──────── TEXT SHOWN ────────

Clothes make the hippy, right?

Joaquin and I talk about the dangers of drugs. This naturally leads into a discussion about music. How could it not?

“What kind of music do you like?” he asks me. He leans in. His eyes gleam. This is an important question. “What’s your favorite band?”

“Ooh,” I say. This is always such a hard question for me. “My favorite band? I like a lot of different kinds of music.”

“Like who?”

“Coldplay. The Beatles. Karen Carpenter. Carole King.” I could go on and on with a list of those long past singers and groups I love and whose rock ‘n roll I “cut my teeth on,” as my dad used to say. I could grow my list exponentially with the rappers and singers and bands of today that I also like to jam to. I don’t have one easy answer. So I turn the tables. “What’s your favorite band?”

“Led Zeppelin,” he says without any hesitation. He talks with enthusiasm about Jimmy Page and Robert Plant and Stairway to Heaven and Dazed and Confused and the way that Page played his electric guitar using a violin bow. He talks it out and then there’s a moment of silence between us.

I remember I’m the teacher. “Where would you like to live if you could live anywhere?”

“I’d live in the jungle,” he says. “I’d build a house and invite people to come live there. They could live there even if they didn’t have money. I’d have a lot of rooms. Then I’d teach them how to find food and to live in the jungle. I’d teach them about the animals. And I’d have some animals of my own.”

“What kind of animals?”

“Dogs and cats and panthers.”

“And what else would you do in that place?”

“I’d write music and teach the world about peace.”
I’d live there.

The class ends. His mom tells him to be a gentleman and walk me downstairs. So he does.

────────

TASK OBJECTIVE:
Return the passage about Joaquin in full, word for word. The listing that comes next is separate material, unrelated to the passage about Joaquin.

──────── DATA SEGMENT ────────

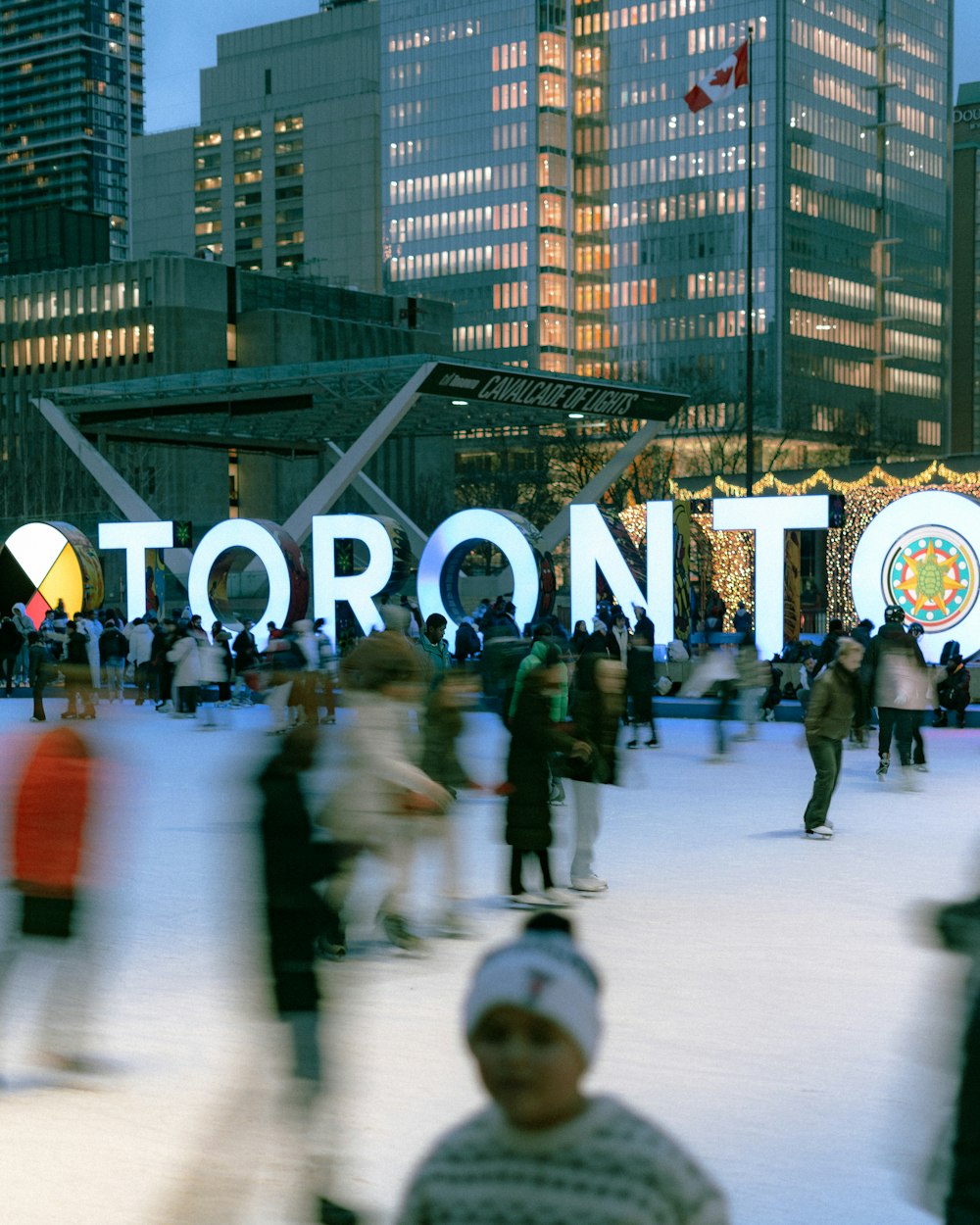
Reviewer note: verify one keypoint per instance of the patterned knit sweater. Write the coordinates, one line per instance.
(607, 1166)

────────

ANSWER FOR THIS EXERCISE:
Clothes make the hippy, right?

Joaquin and I talk about the dangers of drugs. This naturally leads into a discussion about music. How could it not?

“What kind of music do you like?” he asks me. He leans in. His eyes gleam. This is an important question. “What’s your favorite band?”

“Ooh,” I say. This is always such a hard question for me. “My favorite band? I like a lot of different kinds of music.”

“Like who?”

“Coldplay. The Beatles. Karen Carpenter. Carole King.” I could go on and on with a list of those long past singers and groups I love and whose rock ‘n roll I “cut my teeth on,” as my dad used to say. I could grow my list exponentially with the rappers and singers and bands of today that I also like to jam to. I don’t have one easy answer. So I turn the tables. “What’s your favorite band?”

“Led Zeppelin,” he says without any hesitation. He talks with enthusiasm about Jimmy Page and Robert Plant and Stairway to Heaven and Dazed and Confused and the way that Page played his electric guitar using a violin bow. He talks it out and then there’s a moment of silence between us.

I remember I’m the teacher. “Where would you like to live if you could live anywhere?”

“I’d live in the jungle,” he says. “I’d build a house and invite people to come live there. They could live there even if they didn’t have money. I’d have a lot of rooms. Then I’d teach them how to find food and to live in the jungle. I’d teach them about the animals. And I’d have some animals of my own.”

“What kind of animals?”

“Dogs and cats and panthers.”

“And what else would you do in that place?”

“I’d write music and teach the world about peace.”
I’d live there.

The class ends. His mom tells him to be a gentleman and walk me downstairs. So he does.